── Text excerpt
# Hurricane heading towards ARIZONA. ..



## pic (Nov 14, 2009)

The surge will be a Ten foot wall of illegal Aliens.
Someone from Arizona was wondering why anyone would live in a hurricane zone ? 
I forgot who it was.


----------



## crewchief (Jul 25, 2018)

We may luck out and a bunch of illegals will drown or get bit from ragging rattle snakes trying to get to higher ground!!

It is funny the illegals here in Ga don't look like the folks who run that meXian gov down there!!!!


----------



## RK3369 (Aug 12, 2013)

crewchief said:


> We may luck out and a bunch of illegals will drown or get bit from ragging rattle snakes trying to get to higher ground!!
> 
> It is funny the illegals here in Ga don't look like the folks who run that meXian gov down there!!!!


Yeah, just the same Kemp's gonna start up his pickup to haul them home after the election. I'll donate some cash for gas. :mrgreen:


----------



## crewchief (Jul 25, 2018)

Me too!! If that black lady wins she's gonna cover Stone Mt with a tarp. Oh course Lowe's says a tarp that size will be millions $$$$$$$..


----------



## pic (Nov 14, 2009)

crewchief said:


> We may luck out and a bunch of illegals will drown or get bit from ragging rattle snakes trying to get to higher ground!!
> 
> It is funny the illegals here in Ga don't look like the folks who run that meXian gov down there!!!!


keep an eye out for floating bails of weed and kilos of all that other stuff,, lmao


----------



## paratrooper (Feb 1, 2012)

Well, so far, we're weathering this* hurricane* pretty well.

It started out this morning (Tue.) at about 4 am or so. It rained for about 45 min. It then started back up again, on and off. A heavy drizzle might be a good description.

Supposedly by Wed. at about 5 pm, it should have passed over us, en-route to Utah. The weather heads were predicting up to 3-4" in our area. I suppose that could happen, but so far, it ain't.


----------



## Steve M1911A1 (Feb 6, 2008)

Arizona's weather about to become much...um...Flake-ier.



I dunno whether to be proud of Flake because he did what his conscience told him was the right thing, or angry at him because he gave in to inappropriate and unfocussed "me too" feminist hysteria.
Well, in any case, this is his last term in office, so he's safe from censure and repercussions.


----------



## pic (Nov 14, 2009)

Flake might be the democrats next presidential nominee. 
Sounds far fetched. 
He's acting suspicious. Lol


----------



## paratrooper (Feb 1, 2012)

I heard Pocahontas was considering a run in 2020.


----------



## crewchief (Jul 25, 2018)
────
── Provided material
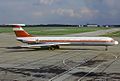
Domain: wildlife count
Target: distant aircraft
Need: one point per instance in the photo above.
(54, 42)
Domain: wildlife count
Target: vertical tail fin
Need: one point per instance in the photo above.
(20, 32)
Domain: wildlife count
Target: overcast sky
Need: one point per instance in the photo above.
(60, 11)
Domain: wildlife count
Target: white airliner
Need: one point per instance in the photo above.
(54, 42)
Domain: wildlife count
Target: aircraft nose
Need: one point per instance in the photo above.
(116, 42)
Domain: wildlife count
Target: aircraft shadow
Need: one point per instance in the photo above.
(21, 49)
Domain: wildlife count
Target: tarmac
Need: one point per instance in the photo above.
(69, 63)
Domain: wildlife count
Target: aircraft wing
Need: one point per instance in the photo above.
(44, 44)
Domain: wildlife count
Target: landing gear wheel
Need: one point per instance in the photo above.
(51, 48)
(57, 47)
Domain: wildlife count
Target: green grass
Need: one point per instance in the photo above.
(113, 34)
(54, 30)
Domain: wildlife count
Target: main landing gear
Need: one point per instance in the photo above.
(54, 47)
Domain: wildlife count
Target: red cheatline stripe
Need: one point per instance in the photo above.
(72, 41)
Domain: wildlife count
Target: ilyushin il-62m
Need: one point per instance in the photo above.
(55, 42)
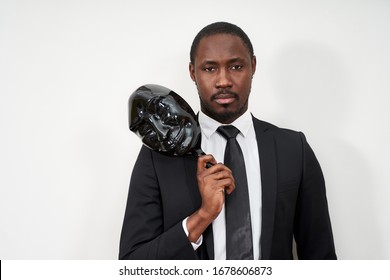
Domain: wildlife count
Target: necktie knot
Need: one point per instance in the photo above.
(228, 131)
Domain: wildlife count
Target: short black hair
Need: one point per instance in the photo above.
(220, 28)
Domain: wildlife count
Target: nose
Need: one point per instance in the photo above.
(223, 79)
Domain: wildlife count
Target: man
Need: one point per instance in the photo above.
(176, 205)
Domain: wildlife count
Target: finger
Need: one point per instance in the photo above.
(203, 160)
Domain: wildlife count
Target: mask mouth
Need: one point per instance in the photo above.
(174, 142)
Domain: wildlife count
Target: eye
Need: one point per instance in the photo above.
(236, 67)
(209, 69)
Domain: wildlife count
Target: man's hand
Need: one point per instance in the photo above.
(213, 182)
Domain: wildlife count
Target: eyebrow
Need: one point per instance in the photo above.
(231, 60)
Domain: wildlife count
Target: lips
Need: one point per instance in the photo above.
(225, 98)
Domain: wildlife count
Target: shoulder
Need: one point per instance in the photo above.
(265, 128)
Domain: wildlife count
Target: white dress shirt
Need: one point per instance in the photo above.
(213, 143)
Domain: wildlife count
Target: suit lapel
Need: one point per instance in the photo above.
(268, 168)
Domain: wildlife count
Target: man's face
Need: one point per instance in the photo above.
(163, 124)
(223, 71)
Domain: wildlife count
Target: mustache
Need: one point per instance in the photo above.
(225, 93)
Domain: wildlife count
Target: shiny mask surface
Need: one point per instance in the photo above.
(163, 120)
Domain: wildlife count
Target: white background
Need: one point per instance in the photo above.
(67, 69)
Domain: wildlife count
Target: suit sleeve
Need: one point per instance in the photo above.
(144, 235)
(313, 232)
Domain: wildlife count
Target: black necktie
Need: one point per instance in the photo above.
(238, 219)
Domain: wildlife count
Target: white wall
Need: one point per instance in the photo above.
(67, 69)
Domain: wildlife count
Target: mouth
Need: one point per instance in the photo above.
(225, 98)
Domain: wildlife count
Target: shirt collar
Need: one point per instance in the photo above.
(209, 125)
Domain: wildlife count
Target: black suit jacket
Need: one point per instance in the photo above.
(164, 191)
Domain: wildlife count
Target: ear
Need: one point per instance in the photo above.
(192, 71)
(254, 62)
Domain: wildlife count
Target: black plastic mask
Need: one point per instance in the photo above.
────
── Provided material
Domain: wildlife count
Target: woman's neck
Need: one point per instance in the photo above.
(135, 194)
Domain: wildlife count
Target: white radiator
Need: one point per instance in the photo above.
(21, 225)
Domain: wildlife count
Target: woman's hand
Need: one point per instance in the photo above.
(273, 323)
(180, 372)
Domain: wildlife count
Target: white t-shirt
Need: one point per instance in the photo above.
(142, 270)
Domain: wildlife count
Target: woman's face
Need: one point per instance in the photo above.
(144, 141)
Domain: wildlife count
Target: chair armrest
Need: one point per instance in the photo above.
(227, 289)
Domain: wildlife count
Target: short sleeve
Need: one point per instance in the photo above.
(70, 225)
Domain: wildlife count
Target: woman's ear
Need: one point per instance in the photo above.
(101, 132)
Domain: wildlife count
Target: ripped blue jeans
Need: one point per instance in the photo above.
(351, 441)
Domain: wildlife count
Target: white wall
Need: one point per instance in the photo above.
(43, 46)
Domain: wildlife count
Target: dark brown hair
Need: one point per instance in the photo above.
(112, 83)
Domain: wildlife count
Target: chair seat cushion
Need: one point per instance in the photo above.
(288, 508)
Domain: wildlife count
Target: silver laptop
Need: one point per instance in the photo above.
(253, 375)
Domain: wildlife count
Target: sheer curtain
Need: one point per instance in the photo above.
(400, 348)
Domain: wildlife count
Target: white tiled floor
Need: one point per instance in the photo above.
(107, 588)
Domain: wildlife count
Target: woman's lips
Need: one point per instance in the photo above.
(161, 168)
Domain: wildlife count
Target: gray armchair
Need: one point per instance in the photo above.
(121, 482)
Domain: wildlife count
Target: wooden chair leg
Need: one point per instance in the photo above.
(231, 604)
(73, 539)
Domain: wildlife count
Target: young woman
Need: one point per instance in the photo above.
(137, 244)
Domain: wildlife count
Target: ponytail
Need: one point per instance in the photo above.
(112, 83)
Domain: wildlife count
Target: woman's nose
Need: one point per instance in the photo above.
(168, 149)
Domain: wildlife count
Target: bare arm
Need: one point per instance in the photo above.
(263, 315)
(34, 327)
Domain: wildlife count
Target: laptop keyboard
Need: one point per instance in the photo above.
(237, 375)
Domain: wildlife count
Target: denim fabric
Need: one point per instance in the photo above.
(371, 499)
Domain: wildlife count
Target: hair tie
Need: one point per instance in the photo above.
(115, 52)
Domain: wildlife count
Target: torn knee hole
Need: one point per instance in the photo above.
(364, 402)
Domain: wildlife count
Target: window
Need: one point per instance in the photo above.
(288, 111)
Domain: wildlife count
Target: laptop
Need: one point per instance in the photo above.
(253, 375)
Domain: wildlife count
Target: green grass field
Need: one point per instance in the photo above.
────
── Provided material
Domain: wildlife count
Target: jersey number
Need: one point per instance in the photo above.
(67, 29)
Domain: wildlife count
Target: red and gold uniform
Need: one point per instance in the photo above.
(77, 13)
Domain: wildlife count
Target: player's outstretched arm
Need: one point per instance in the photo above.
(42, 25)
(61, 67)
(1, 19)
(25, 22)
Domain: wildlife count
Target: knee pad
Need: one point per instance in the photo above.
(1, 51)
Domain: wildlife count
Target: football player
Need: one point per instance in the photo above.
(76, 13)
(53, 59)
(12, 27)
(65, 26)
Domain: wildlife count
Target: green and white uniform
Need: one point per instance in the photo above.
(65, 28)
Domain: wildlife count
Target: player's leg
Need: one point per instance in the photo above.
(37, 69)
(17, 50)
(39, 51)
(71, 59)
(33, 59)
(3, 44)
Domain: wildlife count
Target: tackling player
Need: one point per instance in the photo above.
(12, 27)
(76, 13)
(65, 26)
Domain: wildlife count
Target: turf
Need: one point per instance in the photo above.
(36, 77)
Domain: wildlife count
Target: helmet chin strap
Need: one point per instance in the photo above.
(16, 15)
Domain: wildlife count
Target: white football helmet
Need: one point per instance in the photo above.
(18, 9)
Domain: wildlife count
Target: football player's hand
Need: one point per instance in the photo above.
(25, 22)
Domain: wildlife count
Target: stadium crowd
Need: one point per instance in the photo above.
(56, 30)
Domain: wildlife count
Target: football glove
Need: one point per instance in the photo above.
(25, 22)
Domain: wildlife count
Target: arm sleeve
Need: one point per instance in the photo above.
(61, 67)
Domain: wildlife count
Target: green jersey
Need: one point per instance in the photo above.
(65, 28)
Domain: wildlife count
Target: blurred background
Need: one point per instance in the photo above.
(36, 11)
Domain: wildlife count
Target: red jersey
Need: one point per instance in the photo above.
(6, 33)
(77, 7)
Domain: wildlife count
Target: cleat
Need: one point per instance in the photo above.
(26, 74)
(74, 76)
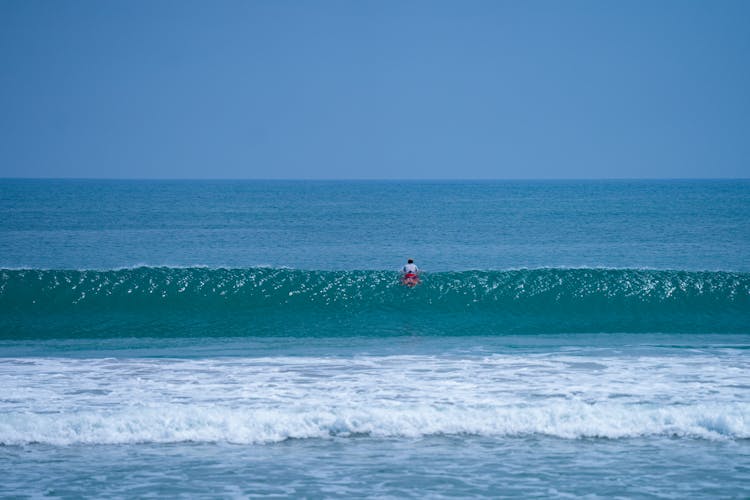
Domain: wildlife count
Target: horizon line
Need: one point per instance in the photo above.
────
▶ Written instruction
Return the passage of the hurricane thread from "Well, so far, we're" to "far, it ain't.", reproduced word for word.

▶ Answer for the task
Well, so far, we're weathering this* hurricane* pretty well.

It started out this morning (Tue.) at about 4 am or so. It rained for about 45 min. It then started back up again, on and off. A heavy drizzle might be a good description.

Supposedly by Wed. at about 5 pm, it should have passed over us, en-route to Utah. The weather heads were predicting up to 3-4" in our area. I suppose that could happen, but so far, it ain't.